Start of Block
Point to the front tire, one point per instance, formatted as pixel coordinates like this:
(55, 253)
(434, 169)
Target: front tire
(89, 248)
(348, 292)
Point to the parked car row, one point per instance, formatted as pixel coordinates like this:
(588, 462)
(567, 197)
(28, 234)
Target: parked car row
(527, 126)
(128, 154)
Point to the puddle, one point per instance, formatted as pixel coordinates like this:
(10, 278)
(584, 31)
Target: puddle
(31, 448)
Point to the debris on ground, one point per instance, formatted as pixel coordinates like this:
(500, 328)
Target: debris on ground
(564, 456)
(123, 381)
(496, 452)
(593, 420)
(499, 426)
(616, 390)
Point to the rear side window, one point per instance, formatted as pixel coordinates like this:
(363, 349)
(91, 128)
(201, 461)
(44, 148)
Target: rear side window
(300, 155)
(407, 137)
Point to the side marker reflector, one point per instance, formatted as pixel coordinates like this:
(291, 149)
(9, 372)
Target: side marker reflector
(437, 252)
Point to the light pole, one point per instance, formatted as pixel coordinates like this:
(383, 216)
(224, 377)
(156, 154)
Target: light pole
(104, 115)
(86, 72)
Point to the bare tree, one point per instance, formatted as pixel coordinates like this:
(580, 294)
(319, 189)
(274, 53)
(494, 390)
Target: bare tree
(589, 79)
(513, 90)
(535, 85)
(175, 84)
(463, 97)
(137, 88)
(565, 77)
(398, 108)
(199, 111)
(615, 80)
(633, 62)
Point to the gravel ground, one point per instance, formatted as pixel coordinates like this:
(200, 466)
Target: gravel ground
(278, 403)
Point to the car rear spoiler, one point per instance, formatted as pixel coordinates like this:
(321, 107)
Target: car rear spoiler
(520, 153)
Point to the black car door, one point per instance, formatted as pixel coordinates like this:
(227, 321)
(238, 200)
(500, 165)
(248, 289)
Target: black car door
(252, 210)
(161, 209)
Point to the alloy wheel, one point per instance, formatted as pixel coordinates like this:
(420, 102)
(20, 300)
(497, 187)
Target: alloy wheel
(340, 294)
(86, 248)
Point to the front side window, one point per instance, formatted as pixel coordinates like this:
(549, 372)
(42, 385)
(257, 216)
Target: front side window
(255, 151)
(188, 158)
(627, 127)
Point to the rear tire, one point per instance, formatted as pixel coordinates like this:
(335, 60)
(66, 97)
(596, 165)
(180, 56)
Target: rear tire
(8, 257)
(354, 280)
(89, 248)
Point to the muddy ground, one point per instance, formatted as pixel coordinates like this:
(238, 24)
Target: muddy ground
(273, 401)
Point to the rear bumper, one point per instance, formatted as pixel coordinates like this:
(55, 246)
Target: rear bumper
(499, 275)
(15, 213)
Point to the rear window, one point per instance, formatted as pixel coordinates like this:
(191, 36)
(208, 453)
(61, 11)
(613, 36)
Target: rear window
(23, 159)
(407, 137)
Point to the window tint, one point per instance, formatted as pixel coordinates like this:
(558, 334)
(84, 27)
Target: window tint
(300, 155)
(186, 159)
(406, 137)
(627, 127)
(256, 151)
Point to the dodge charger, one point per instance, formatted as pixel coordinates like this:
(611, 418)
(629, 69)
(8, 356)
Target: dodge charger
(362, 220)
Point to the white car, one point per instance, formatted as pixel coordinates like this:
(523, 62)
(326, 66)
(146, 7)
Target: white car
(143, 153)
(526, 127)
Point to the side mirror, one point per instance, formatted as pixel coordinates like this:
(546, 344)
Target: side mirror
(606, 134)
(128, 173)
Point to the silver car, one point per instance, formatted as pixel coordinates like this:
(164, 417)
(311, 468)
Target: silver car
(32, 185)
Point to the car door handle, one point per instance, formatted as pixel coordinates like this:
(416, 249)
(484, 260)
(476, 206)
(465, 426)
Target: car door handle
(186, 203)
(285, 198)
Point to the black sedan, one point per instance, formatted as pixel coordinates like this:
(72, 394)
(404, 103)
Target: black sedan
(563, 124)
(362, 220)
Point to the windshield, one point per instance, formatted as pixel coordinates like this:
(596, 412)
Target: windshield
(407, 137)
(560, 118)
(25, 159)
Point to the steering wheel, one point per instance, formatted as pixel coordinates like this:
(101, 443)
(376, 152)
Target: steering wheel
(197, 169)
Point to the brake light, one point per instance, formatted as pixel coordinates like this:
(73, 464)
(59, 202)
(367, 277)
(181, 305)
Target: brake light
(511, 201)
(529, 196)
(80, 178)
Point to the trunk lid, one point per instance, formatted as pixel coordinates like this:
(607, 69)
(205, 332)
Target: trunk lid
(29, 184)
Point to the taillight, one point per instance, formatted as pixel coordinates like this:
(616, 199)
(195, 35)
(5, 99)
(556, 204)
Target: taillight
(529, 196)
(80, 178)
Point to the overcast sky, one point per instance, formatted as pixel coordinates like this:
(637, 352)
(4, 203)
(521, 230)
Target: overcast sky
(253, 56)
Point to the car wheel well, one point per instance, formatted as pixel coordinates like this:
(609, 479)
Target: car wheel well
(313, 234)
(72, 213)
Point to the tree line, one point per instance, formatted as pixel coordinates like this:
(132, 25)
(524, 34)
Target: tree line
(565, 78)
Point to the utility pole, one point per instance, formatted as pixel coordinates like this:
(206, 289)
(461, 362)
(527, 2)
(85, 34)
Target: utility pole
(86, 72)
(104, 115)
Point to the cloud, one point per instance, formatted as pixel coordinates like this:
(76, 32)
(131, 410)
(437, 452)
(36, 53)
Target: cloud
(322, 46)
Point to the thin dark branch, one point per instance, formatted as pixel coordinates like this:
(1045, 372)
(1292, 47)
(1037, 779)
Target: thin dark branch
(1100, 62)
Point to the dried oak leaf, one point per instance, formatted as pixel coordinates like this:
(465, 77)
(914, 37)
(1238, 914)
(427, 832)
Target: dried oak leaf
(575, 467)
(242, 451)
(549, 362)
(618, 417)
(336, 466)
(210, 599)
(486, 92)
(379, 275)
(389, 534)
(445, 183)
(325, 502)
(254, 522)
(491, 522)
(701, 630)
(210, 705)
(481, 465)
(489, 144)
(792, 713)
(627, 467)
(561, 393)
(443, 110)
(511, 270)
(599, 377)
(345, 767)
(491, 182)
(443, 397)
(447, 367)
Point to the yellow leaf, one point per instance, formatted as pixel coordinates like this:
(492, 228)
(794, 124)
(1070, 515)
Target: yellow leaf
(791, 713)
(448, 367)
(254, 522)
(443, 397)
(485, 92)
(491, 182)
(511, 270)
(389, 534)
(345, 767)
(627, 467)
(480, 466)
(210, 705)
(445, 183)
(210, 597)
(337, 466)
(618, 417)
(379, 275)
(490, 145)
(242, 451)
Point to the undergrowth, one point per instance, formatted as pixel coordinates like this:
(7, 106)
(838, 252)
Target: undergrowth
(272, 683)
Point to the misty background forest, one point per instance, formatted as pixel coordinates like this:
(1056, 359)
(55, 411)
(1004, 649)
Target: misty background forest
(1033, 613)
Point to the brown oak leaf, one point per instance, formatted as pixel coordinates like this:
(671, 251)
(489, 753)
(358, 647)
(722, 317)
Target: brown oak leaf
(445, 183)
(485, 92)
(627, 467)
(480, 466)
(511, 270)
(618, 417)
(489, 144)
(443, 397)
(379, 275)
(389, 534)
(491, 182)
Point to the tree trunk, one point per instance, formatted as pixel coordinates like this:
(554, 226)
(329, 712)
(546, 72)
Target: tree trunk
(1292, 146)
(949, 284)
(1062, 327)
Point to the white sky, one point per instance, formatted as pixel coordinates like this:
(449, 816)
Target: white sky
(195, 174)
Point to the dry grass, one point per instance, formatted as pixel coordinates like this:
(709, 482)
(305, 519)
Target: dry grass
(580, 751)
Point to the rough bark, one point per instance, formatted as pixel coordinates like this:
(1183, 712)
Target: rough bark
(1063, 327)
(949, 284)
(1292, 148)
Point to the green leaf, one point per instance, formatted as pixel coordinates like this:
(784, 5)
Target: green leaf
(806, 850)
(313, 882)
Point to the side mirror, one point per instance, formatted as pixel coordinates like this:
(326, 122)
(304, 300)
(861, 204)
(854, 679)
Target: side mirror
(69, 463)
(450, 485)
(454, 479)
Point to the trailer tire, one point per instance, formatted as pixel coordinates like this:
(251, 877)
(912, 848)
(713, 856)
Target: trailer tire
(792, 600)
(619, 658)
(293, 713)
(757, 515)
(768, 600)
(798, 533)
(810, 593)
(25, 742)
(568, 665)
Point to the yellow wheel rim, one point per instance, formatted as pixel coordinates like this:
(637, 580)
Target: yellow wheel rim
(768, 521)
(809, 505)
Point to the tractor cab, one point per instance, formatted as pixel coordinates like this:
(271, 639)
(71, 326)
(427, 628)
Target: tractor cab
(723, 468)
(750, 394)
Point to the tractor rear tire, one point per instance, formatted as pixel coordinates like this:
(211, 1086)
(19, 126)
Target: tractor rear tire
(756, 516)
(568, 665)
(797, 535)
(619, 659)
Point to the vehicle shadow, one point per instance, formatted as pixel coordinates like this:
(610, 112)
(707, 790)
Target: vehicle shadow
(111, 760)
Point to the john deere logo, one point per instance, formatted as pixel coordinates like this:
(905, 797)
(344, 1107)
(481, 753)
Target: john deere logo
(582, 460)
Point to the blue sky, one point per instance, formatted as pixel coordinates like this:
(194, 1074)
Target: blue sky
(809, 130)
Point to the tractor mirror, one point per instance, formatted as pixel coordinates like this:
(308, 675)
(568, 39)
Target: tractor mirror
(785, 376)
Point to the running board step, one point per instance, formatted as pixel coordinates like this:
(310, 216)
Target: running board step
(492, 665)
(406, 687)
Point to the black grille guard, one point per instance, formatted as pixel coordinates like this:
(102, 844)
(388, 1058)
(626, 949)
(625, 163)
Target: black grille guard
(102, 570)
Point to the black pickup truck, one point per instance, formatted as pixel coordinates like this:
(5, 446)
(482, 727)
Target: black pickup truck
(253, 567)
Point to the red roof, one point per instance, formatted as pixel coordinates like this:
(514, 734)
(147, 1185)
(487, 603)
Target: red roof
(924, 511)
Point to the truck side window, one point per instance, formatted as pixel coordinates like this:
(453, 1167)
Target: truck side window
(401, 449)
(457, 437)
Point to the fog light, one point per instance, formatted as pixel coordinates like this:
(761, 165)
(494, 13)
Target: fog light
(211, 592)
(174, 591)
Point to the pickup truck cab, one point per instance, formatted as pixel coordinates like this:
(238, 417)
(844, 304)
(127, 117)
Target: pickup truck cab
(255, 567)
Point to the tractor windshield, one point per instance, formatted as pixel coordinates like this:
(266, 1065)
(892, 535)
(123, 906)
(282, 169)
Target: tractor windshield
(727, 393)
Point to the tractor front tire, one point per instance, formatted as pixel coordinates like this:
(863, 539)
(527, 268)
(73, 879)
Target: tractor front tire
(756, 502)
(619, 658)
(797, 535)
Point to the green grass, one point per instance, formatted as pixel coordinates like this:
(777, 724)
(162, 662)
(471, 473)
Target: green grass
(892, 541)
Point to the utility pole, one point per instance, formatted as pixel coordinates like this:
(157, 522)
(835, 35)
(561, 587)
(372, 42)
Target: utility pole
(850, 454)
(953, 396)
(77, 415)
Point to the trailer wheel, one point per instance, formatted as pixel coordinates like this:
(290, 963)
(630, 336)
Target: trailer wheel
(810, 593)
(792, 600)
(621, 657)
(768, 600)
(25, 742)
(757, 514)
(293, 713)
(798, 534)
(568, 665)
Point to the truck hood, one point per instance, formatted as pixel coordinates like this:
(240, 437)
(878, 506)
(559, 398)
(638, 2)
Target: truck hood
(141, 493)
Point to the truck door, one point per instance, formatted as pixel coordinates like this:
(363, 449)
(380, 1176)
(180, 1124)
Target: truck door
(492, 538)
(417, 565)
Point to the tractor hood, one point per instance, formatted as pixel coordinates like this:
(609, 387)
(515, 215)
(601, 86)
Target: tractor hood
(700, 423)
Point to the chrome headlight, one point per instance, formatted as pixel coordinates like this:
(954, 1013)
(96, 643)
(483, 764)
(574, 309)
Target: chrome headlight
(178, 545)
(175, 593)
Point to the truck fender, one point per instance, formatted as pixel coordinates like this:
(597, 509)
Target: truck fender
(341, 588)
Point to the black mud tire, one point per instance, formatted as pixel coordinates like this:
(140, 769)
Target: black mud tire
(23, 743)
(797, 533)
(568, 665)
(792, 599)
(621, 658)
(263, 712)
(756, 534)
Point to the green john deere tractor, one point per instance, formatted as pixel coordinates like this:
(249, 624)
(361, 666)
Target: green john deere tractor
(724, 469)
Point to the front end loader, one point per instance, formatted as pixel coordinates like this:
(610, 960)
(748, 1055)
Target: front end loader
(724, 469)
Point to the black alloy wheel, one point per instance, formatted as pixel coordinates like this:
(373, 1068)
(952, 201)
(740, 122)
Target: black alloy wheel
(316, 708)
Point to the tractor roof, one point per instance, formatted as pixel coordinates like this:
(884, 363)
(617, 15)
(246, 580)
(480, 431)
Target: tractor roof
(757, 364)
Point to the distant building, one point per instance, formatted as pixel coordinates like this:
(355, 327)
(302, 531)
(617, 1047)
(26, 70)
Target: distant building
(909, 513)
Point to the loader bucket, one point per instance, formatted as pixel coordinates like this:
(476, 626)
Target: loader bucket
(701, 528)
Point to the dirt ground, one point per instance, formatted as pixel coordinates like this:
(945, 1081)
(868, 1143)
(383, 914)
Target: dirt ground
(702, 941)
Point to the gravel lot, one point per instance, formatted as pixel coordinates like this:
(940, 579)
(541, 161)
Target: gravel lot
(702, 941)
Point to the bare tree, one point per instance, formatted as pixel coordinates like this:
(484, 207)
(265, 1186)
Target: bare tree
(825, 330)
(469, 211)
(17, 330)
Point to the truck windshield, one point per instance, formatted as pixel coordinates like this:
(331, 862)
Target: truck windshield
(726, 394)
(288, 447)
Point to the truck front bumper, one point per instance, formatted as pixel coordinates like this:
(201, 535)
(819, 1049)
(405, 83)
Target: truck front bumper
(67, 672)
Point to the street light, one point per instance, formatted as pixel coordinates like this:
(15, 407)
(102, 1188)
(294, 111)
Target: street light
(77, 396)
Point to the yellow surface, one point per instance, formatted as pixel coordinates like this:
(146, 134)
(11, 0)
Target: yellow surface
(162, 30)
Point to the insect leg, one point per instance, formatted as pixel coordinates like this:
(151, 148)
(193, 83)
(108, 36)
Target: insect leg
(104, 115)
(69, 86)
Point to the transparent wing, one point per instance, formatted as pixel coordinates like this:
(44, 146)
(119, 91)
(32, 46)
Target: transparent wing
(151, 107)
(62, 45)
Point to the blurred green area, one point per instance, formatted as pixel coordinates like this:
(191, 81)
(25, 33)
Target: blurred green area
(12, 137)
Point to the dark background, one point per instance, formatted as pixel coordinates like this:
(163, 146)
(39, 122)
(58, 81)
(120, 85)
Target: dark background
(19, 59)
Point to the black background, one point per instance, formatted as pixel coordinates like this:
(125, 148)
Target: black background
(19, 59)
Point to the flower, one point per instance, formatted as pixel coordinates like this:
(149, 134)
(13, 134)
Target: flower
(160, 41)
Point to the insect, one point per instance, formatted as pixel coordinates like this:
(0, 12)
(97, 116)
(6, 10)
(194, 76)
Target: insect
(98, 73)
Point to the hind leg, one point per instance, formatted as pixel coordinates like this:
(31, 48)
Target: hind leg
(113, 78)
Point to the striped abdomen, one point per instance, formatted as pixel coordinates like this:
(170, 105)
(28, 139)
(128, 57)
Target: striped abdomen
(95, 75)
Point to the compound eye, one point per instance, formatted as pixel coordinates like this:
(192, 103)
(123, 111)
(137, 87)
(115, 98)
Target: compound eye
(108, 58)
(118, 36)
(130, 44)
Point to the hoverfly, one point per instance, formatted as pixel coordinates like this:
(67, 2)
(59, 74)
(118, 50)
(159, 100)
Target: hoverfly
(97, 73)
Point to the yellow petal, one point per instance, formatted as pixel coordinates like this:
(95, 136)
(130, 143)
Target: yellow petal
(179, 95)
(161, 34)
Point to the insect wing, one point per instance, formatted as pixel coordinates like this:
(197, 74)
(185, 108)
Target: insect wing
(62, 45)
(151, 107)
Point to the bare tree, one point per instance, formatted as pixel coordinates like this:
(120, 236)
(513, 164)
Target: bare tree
End of Block
- Assigned task
From the line with "Point to the striped" to the last line of the material, give every line again exactly, and only those lines.

- Answer section
Point to the striped abdomen, one point per instance, formatted as pixel coordinates like this:
(170, 105)
(28, 139)
(128, 57)
Target: striped abdomen
(95, 75)
Point to the compound eye, one point per instance, formatted as pixel coordinates like this:
(192, 103)
(123, 111)
(137, 87)
(115, 98)
Target: compound eye
(108, 58)
(118, 36)
(130, 44)
Point to the hoverfly, one point per instance, formatted as pixel coordinates like this:
(67, 2)
(59, 74)
(118, 50)
(159, 100)
Target: hoverfly
(97, 73)
Point to the yellow petal, one point per instance, formatted as pixel coordinates like this:
(95, 136)
(130, 143)
Target: yellow petal
(179, 95)
(161, 34)
Point to the insect wing, one point per instance, formatted as pixel coordinates like this:
(197, 74)
(185, 108)
Target: insect wing
(62, 45)
(151, 107)
Point to the bare tree, one point per instance, formatted as pixel coordinates like this:
(120, 236)
(513, 164)
Target: bare tree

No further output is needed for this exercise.